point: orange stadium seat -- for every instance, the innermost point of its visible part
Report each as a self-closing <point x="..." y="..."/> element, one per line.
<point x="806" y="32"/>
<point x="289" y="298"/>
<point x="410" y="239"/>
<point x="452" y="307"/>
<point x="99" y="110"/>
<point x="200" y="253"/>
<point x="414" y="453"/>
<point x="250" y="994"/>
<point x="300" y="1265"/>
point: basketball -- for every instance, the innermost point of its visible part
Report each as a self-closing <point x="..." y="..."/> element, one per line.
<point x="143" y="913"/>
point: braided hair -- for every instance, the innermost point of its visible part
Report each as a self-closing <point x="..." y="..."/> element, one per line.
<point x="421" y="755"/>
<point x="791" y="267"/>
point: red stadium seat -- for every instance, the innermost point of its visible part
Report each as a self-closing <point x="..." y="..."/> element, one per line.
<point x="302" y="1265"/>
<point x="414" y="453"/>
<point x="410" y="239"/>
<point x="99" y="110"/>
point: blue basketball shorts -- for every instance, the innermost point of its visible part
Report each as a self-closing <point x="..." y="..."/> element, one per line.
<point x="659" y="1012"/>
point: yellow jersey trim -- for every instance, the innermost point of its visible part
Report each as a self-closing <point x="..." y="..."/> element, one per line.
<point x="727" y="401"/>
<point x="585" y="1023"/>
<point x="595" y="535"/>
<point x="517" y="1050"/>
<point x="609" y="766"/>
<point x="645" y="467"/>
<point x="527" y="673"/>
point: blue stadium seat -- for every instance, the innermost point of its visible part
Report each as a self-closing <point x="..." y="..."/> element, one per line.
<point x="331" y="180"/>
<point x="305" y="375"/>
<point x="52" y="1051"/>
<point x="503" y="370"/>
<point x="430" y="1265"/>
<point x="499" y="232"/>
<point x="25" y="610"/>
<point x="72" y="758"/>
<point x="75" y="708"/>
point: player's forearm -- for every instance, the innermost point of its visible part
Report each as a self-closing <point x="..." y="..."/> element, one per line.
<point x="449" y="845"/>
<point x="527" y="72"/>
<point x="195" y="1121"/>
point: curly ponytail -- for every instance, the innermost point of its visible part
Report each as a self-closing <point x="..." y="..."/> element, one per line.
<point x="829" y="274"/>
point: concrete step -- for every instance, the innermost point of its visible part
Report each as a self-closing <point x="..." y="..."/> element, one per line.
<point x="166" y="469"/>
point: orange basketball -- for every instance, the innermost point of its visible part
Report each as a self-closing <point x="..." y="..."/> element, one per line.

* **Work to be completed**: The lines wanted are those from the one holding "point: orange basketball" through the final line of the listing; print them exactly.

* **Result**:
point: orange basketball -- for every instance, the innermost point of its visible part
Report each as a self-closing <point x="..." y="..."/> element, one per line.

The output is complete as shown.